# DATA SHOWN
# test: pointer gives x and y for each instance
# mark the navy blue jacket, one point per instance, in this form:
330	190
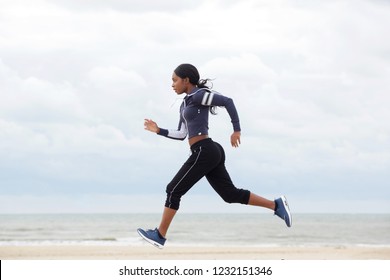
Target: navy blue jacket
194	114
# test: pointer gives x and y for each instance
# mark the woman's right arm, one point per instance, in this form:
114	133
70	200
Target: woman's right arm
177	134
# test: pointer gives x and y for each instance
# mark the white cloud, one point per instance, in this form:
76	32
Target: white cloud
310	80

# EXERCISE DETAILS
The required output is an exact retyping of the lines from the one that contains "Target: woman's right arm" through the last line of the material above.

# TASK ANSWER
Target: woman's right arm
177	134
# test: pointer gives x and y for each instance
# mark the white cloud, one point per instance, in this form:
76	32
Target: white cloud
310	80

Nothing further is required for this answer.